- **Task brief**
Each entry must appear in the answer exactly as given.

↓

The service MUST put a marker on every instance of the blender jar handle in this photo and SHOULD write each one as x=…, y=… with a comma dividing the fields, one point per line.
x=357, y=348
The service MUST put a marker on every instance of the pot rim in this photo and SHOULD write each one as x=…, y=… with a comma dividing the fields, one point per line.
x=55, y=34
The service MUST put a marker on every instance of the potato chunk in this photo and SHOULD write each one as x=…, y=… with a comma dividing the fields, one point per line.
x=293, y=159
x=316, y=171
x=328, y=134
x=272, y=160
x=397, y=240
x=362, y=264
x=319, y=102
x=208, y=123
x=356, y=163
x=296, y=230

↑

- **Exercise result**
The service MUST put a marker on every instance of the blender jar handle in this photo and SHOULD write each one as x=…, y=… with a comma dividing the fields, one point per line.
x=357, y=348
The service MUST put a marker on every instance of the pot rim in this photo and SHOULD write each one as x=…, y=… with a comma dividing the fields, one point per line.
x=55, y=34
The service MUST put a marker on every instance of the potato chunk in this photo and SHOULD write each one as x=…, y=… with a comma dividing the fields, one point per line.
x=293, y=159
x=316, y=171
x=328, y=134
x=272, y=160
x=397, y=240
x=362, y=264
x=319, y=102
x=208, y=123
x=356, y=163
x=296, y=230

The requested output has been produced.